YOUR ASSIGNMENT
Transcribe the entire listing below exactly.

EXTRACTED DATA

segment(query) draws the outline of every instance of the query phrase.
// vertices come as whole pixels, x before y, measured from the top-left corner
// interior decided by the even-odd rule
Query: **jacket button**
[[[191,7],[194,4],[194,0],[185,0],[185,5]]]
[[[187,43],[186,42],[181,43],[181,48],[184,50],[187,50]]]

OUTPUT OF THE EXERCISE
segment(query) draws the outline of every instance of the query phrase.
// vertices come as whole pixels, x before y, measured from the top-left corner
// interior decided by the even-odd rule
Query: **jacket button**
[[[191,7],[194,4],[194,0],[185,0],[185,5]]]
[[[187,43],[186,42],[181,43],[181,48],[184,50],[187,50]]]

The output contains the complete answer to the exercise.